• **The tasks**
1) Reproduce the news roundup's passage between "Having Said That, Are" and "than 500 today.", inclusive, renaming "Fifth Grader" to "Sixth Grader".
2) List every individual the news roundup's stories name.
--- Begin Source text ---
News Flash! Gen Y-ers Are Self-Absorbed: Yeah, and those Boomers though we were bad. I must not be that special, because I had no idea “Frère Jacques” meant “I am special.”

Having Said That, Are You Smarter Than A Fifth Grader?
If they all know the words to “Frère Jacques”, then the answer would be “No.”

Speaking Of Being Smarter Than A Fifth Grader:
Howie K. and Larry decide to negotiate their personal settlement the civilized, gentlemanly way…in the full media spotlight. Probably more effective than Rock, Paper, Scissors, I guess.

Hey…Now That You Mention Rock, Paper, Scissors: That’s probably all I’ll have in my retirement…Dow industrials plunge more than 500 today.

And Finally, Proof Of What We Already Knew: It Seems Only The Idiots Of The World Win The Lottery:

Ed O’Neill’s bank account just got a lot bigger, thanks to a co-worker who told him some “idiot” hasn’t claimed an $800,000 Powerball lottery prize.
--- End Source text ---
--- Begin Stored records ---
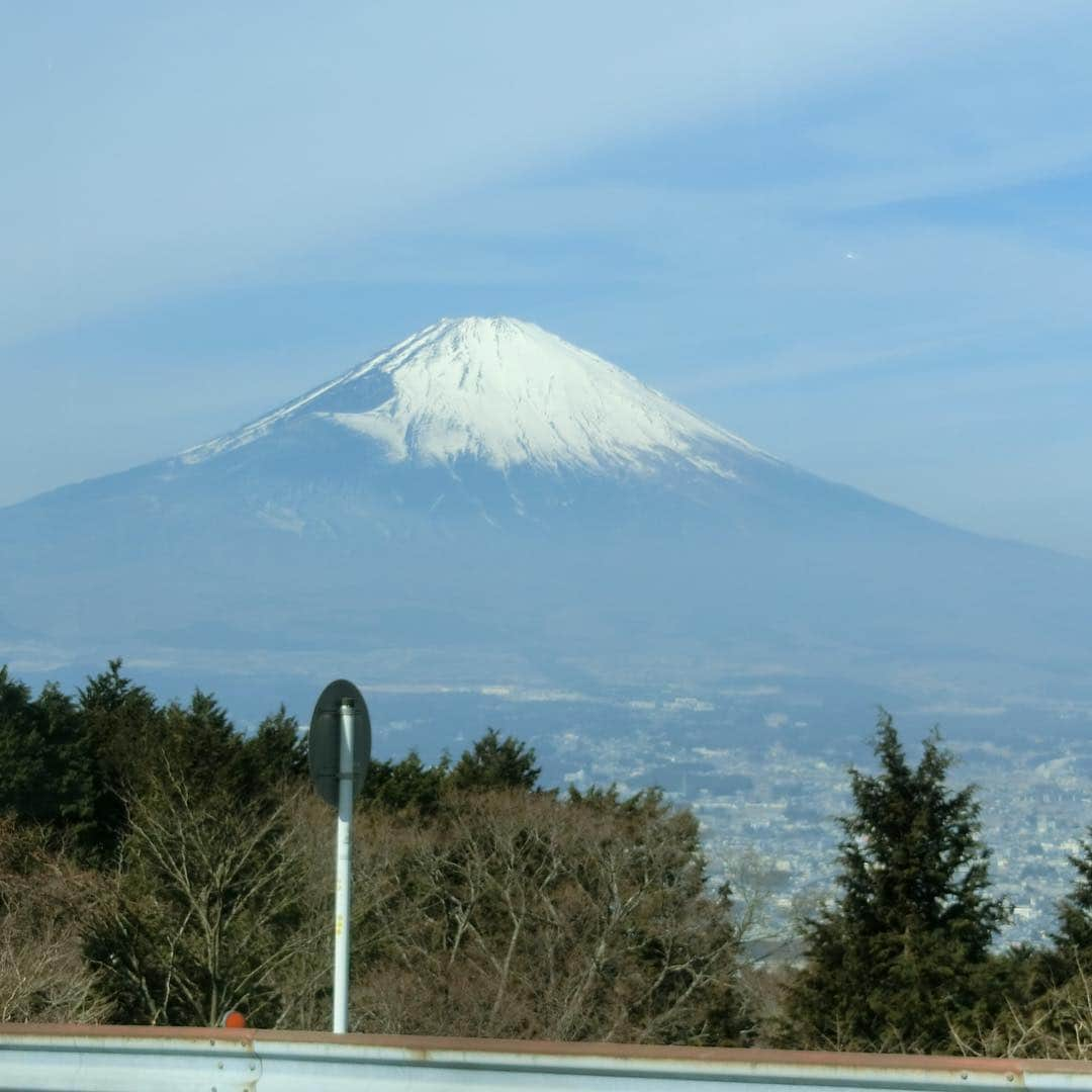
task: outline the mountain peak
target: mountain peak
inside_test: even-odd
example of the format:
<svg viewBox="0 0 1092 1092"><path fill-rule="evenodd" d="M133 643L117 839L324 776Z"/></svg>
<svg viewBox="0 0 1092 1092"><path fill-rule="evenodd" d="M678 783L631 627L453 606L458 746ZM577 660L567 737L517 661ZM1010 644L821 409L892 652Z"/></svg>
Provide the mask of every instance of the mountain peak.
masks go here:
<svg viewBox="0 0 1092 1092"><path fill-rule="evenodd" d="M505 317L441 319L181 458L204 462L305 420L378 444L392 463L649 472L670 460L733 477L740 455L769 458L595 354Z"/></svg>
--- End Stored records ---
• **Results of the exercise**
1)
Having Said That, Are You Smarter Than A Sixth Grader?
If they all know the words to “Frère Jacques”, then the answer would be “No.”

Speaking Of Being Smarter Than A Sixth Grader:
Howie K. and Larry decide to negotiate their personal settlement the civilized, gentlemanly way…in the full media spotlight. Probably more effective than Rock, Paper, Scissors, I guess.

Hey…Now That You Mention Rock, Paper, Scissors: That’s probably all I’ll have in my retirement…Dow industrials plunge more than 500 today.

2) Howie K., Larry, Ed O'Neill